> **VOTRE CONSIGNE**
Poursuivez, s'il vous plaît, l'entretien sur le transfert de souveraineté en Irak à partir de sa dernière phrase.

====== EXTRAIT CHOISI

Lakhdar Brahimi : Deux remarques d’abord. Primo : les américains et les anglais sont déterminés à transférer la souveraineté aux Irakiens le 30 juin prochain comme annoncé même si personne, à ma connaissance, ne les a obligés à avancer ce délai. Deuxio : pratiquement tous les irakiens que j’ai rencontrés insistent sur le fait qu’il ne faut pas différer la fin de l’occupation au-delà du 30 juin, dernier délai. Ceci dit, il est vrai que la situation est préoccupante et que si elle continue à se détériorer au-delà d’un certain seuil, je ne sais pas. Je travaille, je fais mon possible pour que les choses se règlent le plus vite possible pour éviter une sorte de « nuage » qui s’amoncelle à
l’horizon.

Les Américains annoncent des renforts en hommes et en matériels. Des Irakiens, comme Ahmed Chalabi, le président du Congrès kurde et membre du gouvernement actuel, n’hésitent pas à douter publiquement de vos capacités à trouver une solution à la situation. Vous restez optimiste malgré tout ?

L’Amérique est la première puissance militaire. Elle cherche à montrer au besoin au reste du monde sa supériorité écrasante. D’où cette annonce de renforts en hommes et en matériels. Il faut dire que les américains affrontent une situation très difficile sur le terrain. Notamment à Falloudjah (1) et Najaf. Nous continuons à croire en le respect de ce délai toutefois. Parmi les raisons qui fondent notre optimisme, il y a entre autres l’existence de contacts assez poussés dans ces deux villes pour trouver des solutions. Pour le cas de M. Chalabi, je dois dire que ce monsieur dit beaucoup de choses et que beaucoup de choses aussi sont dites sur lui en Irak, en Jordanie, aux Etats-Unis et partout ailleurs.

============
====== ENREGISTREMENTS DE DONNÉES

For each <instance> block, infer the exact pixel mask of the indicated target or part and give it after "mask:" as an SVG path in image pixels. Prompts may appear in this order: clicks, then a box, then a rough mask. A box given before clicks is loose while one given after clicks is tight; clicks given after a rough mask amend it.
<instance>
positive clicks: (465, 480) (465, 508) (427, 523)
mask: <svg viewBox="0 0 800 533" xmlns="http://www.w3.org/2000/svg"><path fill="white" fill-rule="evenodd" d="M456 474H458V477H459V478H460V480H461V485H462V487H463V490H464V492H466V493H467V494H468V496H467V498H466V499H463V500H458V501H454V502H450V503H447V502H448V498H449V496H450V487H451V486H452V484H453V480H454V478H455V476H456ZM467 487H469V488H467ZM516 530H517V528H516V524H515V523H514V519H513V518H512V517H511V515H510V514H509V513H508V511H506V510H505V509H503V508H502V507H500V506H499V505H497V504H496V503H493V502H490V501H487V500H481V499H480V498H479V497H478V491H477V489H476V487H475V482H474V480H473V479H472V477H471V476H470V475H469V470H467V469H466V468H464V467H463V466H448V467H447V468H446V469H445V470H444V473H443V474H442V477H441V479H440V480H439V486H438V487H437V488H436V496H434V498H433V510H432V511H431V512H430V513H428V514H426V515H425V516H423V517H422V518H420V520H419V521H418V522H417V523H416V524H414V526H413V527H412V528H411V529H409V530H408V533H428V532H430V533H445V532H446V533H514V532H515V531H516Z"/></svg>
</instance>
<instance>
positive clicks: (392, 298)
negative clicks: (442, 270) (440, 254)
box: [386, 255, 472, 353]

============

> **ZONE DE RÉPONSE**
Un coup d’il sur ce qu’écrit sur lui la presse internationale sera plus édifiant que tous les propos qu’on pourrait tenir sur lui. Pour revenir à votre question centrale, je crois qu’il est utile de dire que les américains reconnaissent que les Irakiens sont un peuple fier, qui n’aime pas être occupé. Je dois dire aussi que l’Irak est réellement gouverné par Paul Bremer, l’administrateur civil américain, et non par le gouvernement provisoire actuel. Aujourd’hui, avec l’approche de la date du 30 juin, la question clé est la suivante : « comment changer cette relation d’occupation ? »

Justement M. Brahimi, Colin Powell, le secrétaire d’Etat américain aux affaires étrangères, parle de souveraineté limitée. Jacques Chirac, le président français, émet un doute sur l’adoption d’une résolution du Conseil de sécurité de l’ONU pour entériner la passation de pouvoir des autorités d’occupation à un nouveau gouvernement irakien et ne cache pas qu’il veut une souveraineté « réelle, effective, complète et rapide ». Entre les deux « positions », où se situe l’ONU ?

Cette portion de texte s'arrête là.